### Brief
Beginning with the line that contains "[[355, 43], [182, 201], [324, 93], [23, 157]]", copy each remaining line of the data below exactly.
::::::::::
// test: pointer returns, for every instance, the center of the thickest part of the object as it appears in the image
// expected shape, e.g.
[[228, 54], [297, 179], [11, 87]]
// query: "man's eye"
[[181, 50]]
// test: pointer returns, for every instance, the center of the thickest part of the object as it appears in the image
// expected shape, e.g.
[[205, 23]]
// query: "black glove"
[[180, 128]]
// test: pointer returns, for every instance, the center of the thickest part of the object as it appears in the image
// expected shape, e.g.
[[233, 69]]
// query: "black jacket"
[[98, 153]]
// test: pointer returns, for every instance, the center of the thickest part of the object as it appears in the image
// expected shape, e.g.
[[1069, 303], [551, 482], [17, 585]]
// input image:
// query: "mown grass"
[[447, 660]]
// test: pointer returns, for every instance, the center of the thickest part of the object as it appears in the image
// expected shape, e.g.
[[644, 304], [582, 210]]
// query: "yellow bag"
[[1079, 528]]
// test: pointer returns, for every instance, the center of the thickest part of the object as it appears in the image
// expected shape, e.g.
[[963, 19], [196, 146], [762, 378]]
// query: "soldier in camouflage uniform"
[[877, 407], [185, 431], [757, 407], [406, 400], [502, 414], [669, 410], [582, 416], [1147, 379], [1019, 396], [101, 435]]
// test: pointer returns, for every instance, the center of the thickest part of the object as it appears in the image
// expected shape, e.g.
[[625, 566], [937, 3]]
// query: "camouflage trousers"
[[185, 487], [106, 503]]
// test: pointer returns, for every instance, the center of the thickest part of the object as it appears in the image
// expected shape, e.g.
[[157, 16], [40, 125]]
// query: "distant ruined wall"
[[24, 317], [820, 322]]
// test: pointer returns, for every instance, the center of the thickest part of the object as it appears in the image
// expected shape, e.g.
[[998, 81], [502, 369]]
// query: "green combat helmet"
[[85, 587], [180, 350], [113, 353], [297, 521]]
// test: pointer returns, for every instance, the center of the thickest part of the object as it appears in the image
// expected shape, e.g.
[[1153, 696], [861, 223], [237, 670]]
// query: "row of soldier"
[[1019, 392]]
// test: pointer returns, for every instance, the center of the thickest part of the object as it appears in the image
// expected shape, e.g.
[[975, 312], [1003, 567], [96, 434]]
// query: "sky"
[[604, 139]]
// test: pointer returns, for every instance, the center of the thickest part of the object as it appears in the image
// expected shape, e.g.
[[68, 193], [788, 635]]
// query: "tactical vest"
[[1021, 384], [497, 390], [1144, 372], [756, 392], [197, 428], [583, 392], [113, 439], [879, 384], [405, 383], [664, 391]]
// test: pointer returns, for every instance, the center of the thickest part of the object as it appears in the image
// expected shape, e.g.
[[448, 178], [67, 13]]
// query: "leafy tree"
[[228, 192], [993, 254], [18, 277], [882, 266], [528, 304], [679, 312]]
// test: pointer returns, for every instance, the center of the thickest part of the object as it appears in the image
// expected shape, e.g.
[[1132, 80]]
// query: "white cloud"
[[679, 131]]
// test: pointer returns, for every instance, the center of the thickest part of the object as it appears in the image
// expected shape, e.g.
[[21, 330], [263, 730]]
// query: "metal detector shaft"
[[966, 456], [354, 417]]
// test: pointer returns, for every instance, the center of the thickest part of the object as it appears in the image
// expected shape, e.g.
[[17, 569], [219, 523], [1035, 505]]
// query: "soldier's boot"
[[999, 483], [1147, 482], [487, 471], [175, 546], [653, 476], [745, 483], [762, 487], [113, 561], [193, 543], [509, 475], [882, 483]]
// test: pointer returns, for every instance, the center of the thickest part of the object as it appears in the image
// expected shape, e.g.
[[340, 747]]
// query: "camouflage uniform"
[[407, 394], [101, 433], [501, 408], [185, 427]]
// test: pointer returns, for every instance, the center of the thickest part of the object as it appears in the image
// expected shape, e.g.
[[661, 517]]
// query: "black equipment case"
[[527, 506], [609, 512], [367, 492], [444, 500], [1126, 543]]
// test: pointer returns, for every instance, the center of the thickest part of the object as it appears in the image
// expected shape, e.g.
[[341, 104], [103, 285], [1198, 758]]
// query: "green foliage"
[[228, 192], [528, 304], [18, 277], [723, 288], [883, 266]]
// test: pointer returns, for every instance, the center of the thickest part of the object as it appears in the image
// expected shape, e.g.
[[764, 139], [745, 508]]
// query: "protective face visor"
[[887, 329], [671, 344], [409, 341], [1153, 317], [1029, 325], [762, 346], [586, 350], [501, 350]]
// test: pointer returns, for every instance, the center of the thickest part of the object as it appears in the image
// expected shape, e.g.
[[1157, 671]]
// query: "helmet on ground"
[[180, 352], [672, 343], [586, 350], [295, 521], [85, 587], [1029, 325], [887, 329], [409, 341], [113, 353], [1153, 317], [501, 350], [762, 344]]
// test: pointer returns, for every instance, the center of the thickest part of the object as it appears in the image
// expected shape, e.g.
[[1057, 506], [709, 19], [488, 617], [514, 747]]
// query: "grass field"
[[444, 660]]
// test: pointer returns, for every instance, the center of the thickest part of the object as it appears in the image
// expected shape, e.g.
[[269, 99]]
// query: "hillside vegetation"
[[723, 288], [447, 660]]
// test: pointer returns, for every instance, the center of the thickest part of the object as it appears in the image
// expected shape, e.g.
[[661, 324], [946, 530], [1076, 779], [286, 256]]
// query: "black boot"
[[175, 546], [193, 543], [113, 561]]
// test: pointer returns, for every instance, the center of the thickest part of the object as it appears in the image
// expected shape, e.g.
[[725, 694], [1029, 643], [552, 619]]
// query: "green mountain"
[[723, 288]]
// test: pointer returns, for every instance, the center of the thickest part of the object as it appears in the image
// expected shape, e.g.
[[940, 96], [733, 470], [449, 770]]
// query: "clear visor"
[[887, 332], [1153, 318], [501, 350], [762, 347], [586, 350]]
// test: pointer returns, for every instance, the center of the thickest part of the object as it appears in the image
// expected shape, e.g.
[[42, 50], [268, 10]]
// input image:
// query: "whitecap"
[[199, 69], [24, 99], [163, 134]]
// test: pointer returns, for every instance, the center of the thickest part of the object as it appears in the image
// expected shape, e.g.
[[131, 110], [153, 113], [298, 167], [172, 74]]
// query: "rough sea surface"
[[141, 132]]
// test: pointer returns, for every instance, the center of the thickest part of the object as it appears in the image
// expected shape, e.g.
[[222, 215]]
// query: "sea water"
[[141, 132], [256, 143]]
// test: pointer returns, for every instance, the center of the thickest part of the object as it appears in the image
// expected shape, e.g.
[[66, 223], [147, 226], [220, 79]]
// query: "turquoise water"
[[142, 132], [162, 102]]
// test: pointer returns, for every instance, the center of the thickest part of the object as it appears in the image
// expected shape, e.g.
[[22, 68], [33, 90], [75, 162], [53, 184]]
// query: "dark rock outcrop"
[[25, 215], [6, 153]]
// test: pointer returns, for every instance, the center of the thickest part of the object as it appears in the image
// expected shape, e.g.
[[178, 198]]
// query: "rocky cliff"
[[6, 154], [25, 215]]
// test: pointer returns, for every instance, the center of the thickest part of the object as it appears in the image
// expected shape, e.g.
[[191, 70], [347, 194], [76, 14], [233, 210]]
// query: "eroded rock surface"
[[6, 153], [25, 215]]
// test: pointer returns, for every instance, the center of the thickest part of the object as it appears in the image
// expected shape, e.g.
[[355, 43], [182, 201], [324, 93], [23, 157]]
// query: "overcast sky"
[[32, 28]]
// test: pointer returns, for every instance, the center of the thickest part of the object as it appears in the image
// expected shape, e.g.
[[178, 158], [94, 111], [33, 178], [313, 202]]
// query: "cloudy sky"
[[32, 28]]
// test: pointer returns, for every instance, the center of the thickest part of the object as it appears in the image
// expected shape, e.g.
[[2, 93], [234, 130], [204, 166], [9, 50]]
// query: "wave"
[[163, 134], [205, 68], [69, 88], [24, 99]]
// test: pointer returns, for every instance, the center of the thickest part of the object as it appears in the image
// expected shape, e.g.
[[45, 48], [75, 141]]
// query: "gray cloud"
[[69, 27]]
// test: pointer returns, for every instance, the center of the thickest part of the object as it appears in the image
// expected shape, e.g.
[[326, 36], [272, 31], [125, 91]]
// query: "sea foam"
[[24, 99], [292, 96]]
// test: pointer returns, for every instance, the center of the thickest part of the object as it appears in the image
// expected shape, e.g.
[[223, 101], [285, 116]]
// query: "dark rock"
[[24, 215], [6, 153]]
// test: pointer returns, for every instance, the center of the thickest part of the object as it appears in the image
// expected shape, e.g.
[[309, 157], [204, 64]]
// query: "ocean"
::::::::::
### Solution
[[355, 43], [182, 201], [324, 93], [23, 157]]
// query: "overcast sky"
[[32, 28]]
// test: pointer returns, for every instance, the center of the thickest part of the object as it appears in the image
// expected shape, e.g.
[[178, 158], [94, 111], [33, 178], [313, 202]]
// query: "cloudy sky"
[[32, 28]]
// test: pointer returns, for every instance, the center of the thickest part of the object as it appears in the image
// expected shape, e.g.
[[2, 93], [234, 130], [204, 166], [9, 50]]
// query: "wave"
[[163, 134], [205, 68], [69, 88], [24, 99]]
// test: pointer returns, for every instance, the center of the thickest part of the object as it appears in the image
// expected shape, e.g.
[[45, 48], [75, 141]]
// query: "gray cloud"
[[69, 27]]
// test: pointer returns, for every instance, the center of the thickest part of the object as it appears in the image
// expected shape, e.g.
[[326, 36], [272, 31], [125, 91]]
// query: "sea foam"
[[24, 99], [292, 96]]
// test: pointer returns, for every instance, the center of the thickest part of the object as it appears in the image
// expected shape, e.g.
[[223, 101], [285, 116]]
// query: "dark rock"
[[24, 215], [6, 153]]
// test: pointer returns, for every instance, the center of the thickest part of the object as it appears in the image
// expected shape, e.g.
[[309, 157], [204, 64]]
// query: "ocean"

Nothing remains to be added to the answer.